Copy the data below line for line, omitting the pictures from your answer.

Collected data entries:
++++
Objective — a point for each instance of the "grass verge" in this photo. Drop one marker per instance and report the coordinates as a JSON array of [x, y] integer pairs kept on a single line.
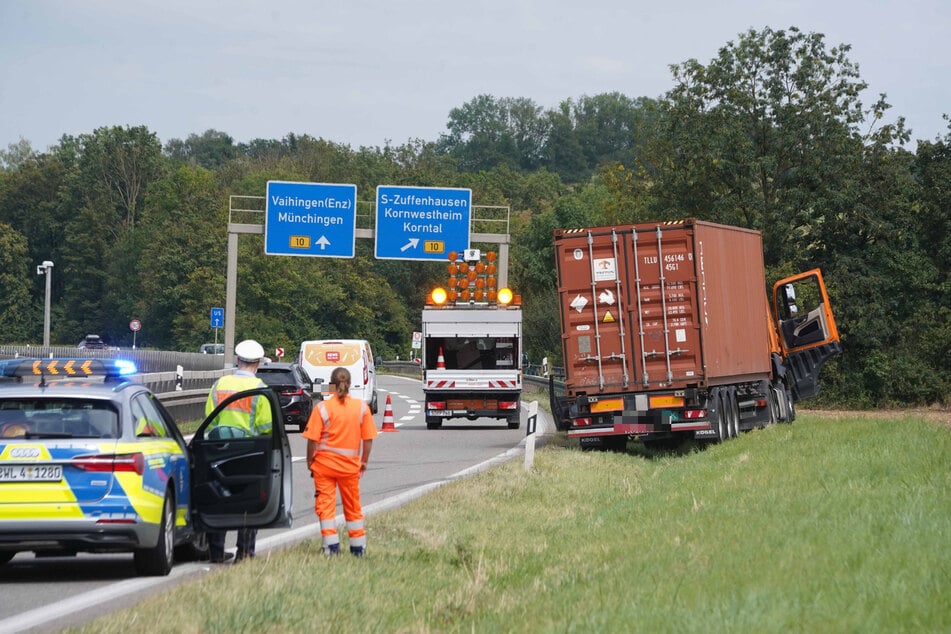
[[827, 525]]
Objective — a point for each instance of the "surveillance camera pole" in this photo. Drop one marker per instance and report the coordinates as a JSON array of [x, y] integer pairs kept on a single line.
[[46, 268]]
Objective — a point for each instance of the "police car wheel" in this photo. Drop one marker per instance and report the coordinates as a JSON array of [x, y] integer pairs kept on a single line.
[[194, 550], [157, 561]]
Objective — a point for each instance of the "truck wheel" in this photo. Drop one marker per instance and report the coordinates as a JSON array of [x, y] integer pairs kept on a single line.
[[616, 444], [157, 561], [733, 417], [717, 399]]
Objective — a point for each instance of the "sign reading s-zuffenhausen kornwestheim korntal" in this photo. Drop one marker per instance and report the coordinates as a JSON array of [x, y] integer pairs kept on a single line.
[[310, 219], [421, 223]]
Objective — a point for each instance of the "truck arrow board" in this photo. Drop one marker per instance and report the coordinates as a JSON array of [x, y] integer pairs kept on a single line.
[[310, 219], [421, 223]]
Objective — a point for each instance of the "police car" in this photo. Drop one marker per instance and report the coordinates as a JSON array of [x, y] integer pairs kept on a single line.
[[91, 461]]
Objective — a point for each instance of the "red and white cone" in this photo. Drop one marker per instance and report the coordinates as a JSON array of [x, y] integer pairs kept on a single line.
[[388, 416]]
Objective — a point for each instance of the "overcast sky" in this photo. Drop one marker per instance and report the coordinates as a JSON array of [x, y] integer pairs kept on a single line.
[[369, 73]]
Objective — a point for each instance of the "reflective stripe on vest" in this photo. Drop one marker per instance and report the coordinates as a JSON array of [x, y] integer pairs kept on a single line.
[[323, 446]]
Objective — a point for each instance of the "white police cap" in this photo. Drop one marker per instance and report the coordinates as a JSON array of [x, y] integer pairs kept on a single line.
[[249, 351]]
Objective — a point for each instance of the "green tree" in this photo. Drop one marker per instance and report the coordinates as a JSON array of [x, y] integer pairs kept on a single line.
[[17, 314], [211, 149], [488, 131]]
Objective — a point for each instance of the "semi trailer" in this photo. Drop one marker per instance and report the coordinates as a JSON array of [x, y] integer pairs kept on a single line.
[[667, 333]]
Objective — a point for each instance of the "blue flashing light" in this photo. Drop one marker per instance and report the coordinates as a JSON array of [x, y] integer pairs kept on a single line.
[[125, 367]]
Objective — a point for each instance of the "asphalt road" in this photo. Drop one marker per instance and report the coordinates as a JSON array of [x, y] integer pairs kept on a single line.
[[48, 594]]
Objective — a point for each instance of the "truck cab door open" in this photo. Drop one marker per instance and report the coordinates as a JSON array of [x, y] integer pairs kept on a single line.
[[806, 327], [241, 482]]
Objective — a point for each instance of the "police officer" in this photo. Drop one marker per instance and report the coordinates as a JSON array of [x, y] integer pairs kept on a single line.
[[239, 419], [339, 435]]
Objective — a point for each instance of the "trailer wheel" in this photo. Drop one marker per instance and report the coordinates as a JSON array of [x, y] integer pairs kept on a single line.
[[718, 402], [616, 444], [733, 417], [772, 402]]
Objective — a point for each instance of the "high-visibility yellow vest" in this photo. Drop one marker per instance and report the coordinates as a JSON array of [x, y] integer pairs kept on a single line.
[[246, 416]]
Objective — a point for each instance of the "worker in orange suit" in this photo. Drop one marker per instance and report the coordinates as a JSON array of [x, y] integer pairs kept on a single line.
[[339, 435]]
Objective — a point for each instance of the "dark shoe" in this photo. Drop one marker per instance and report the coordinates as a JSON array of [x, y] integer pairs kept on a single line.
[[220, 558]]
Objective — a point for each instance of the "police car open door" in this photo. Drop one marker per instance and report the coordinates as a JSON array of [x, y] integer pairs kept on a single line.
[[239, 478]]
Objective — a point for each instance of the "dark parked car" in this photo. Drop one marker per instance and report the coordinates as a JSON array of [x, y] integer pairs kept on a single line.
[[294, 390]]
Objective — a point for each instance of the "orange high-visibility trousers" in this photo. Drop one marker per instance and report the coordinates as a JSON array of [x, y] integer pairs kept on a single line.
[[326, 484]]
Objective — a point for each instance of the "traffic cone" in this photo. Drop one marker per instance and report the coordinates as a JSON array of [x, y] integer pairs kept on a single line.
[[388, 416]]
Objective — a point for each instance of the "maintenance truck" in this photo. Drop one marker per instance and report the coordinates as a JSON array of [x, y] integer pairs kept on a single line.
[[667, 333], [472, 345]]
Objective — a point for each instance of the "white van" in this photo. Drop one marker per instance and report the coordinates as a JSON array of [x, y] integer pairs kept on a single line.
[[319, 358]]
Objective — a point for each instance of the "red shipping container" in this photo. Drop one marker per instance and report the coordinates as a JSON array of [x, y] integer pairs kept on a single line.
[[661, 305]]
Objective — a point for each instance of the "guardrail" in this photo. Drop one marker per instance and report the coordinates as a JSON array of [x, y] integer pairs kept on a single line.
[[184, 391]]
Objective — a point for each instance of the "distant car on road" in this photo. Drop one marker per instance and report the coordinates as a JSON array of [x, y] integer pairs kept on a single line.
[[92, 342], [294, 390]]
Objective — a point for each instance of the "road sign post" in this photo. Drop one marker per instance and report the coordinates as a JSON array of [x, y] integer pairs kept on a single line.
[[421, 223], [135, 325], [310, 219]]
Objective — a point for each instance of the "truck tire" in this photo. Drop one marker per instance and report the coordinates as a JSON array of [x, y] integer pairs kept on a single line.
[[733, 417], [616, 444], [718, 402]]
++++
#### WRITTEN RESPONSE:
Objective — a point for each instance of the "grass verge" in this photo. Drop one marker per instance and report the coordinates as a JSON array of [x, y] integer pairs kept on a single line.
[[827, 525]]
Objective — a point for each instance of the "surveillance camera pole" in this photo. Drop one marker per instance and report the coordinates as a JSON array of [x, y] integer pairs kept on a single line.
[[46, 268]]
Objective — a point for each instance of the "police car wheel" in this photo. Drop one marker per instance and report the coordinates as a JSON array of [x, y] integer pairs kept on a single line.
[[194, 550], [157, 561]]
Objective — a point for each instance of the "truck wheel" in this photo. Drop one marker per instance and report the coordinates as a JSON array of [x, y] integer pairs kept on a single line.
[[616, 444], [157, 561], [733, 417], [717, 399]]
Objective — a point for each instance of the "sign reading s-zuffenhausen kornwestheim korntal" in this photo. Drop one marker per instance and report the coordinates as a JSON array of [x, y] integer pairs kept on a single line.
[[310, 219], [421, 223]]
Objective — a point for each instance of the "truck arrow board" in this photo. Drop one marker per instance and report the coordinates as a JSON array of [x, y] integer pairs kept on a single line.
[[310, 219], [421, 223]]
Objective — a point for each instance of the "police car" in this photo. Drop one marker per instance and report the coordinates as a JSON array of [x, y] integer pairs kept on a single line.
[[91, 461]]
Objective — a point for each instance of the "red and white cone" in this photo. Drop one marker per instance and report the coordinates as a JSON array of [x, y] integer pairs kept on a single line.
[[388, 416]]
Objective — a point for each instance of the "overcast sky" in this photo. Drop one marker per instance and report the coordinates as a JSON array of [x, y] integer pairs kept on a single line.
[[369, 73]]
Objective — a point for each instance of the "reflective stripe on vest" in this photo. Drop one marker per instance and report the coordinates as a JSON array of [x, y] integer pairs kept on a single line.
[[323, 446]]
Objective — a point for each instance of the "white police cap" in this photo. Drop one marker per instance and report the coordinates as a JSON array of [x, y] integer pairs kept on a single line.
[[249, 351]]
Objective — a point for each instance of the "green tree" in this photo. Drop one marker per instance and report the coordinates as a JSON array of [x, y] integer pairs kept on a single line.
[[17, 314], [211, 149], [488, 131]]
Objective — a point for each instance of the "semi trailer" in this photo. Drop one marker per instance and report the coordinates as a JSON array of [x, y] integer pairs kept on a single line.
[[667, 333]]
Objective — a point for each instance of the "blue flashing light" in this photo. Drop one marker per instance and report the coordinates as a JSON array of [x, y] integer pairs kept on a single line.
[[125, 367]]
Objective — a point for each instance of the "asphalt road" in this photo. Drop one marker per instance and report the coordinates as a JSON array of [x, y] integer pairs kept on a single line.
[[48, 594]]
Objective — a point for each instance of the "truck cab door open" in this photo. Drop one marker per instance and report the coordinates as a JSON array of [x, y] integer pairs kept on a single line.
[[806, 327], [241, 482]]
Objective — a point for each instance of the "police officer" in this photo. Drop one marker per instance and report the coordinates as a JSON array of [x, y] integer pairs kept on a single line.
[[239, 419], [339, 435]]
Objective — a point for each instance of the "trailer wheel" in this photo. Drop one marker per instance and report the coordinates as a JSON array of [x, y] integer pairs kept on a single line.
[[718, 402], [616, 444], [733, 417], [772, 402]]
Objective — a point for each instance of the "high-visibility yellow vest" in this photo. Drop one marker per instance and report the coordinates as a JSON array of [x, y] integer pairs kept on a single line.
[[246, 416]]
Objective — a point for each instance of the "worker in orange suit" in this photo. Drop one marker per instance and report the coordinates as a JSON array of [x, y] integer pairs kept on a single line.
[[339, 435]]
Objective — a point for each instance of the "dark shoe" in this photo. Drop one marker per instance and report the coordinates as a JSON array of [x, y] integer pairs kept on a single line.
[[220, 558]]
Objective — a point for each instance of the "police car open door" in this photo. Drop one marker per instance and report the coordinates as a JSON array of [x, y] integer pairs kept on a single line.
[[239, 478]]
Objective — a point for each instance of the "dark parked car" in this photo. Drop one marker per instance and report the coordinates as a JSON array of [x, y] integer pairs kept on a single line.
[[294, 390]]
Objective — a point for each instance of the "orange high-visibility trousers" in this photo. Drop one marker per instance and report the coordinates as a JSON array of [x, y] integer pairs kept on a single line.
[[326, 484]]
Objective — a point for each instance of the "traffic cone" in this photo. Drop one marker per instance and report the coordinates as a JSON array of [x, y] integer pairs kept on a single line.
[[388, 416]]
Objective — a point for each instance of the "maintenance truck" in this photo. Drop one marker per instance and report the coordinates as a JSON array of [x, y] integer pairs kept on a single line.
[[667, 333], [472, 345]]
Objective — a point for each instance of the "white van" in this photo. Drop one marker per instance and report the coordinates as a JSON array of [x, y] integer pairs kept on a single line.
[[319, 358]]
Objective — a point for each instance of the "red shipping container" in this photo. Drop one marker per instance and report the coordinates as a JSON array of [x, y] integer pairs kept on a single line.
[[661, 305]]
Objective — a point for each instance of the "guardrail" in this photo. Drop one marker per instance and report the coordinates as a JSON array of [x, y] integer pairs kept on a single line.
[[184, 391]]
Objective — a point for each instance of the "distant car on road" in this photo. Drop one marker per instance and report the coordinates as a JSON array of [x, y] integer pairs kept on a single line.
[[92, 342], [294, 390]]
Objective — a point for each instance of the "road sign post" in this photo. Drop one marker per instance and report the coordinates as a JSON array of [x, y] integer pairs kept on a single line.
[[421, 223], [135, 325], [310, 219]]
Objective — a point for each instance of the "truck tire" in this photo. Drop one marker per instance and report the coordinates as a JSON array of [x, y] integer pairs kept on a single line.
[[733, 417], [616, 444], [718, 402]]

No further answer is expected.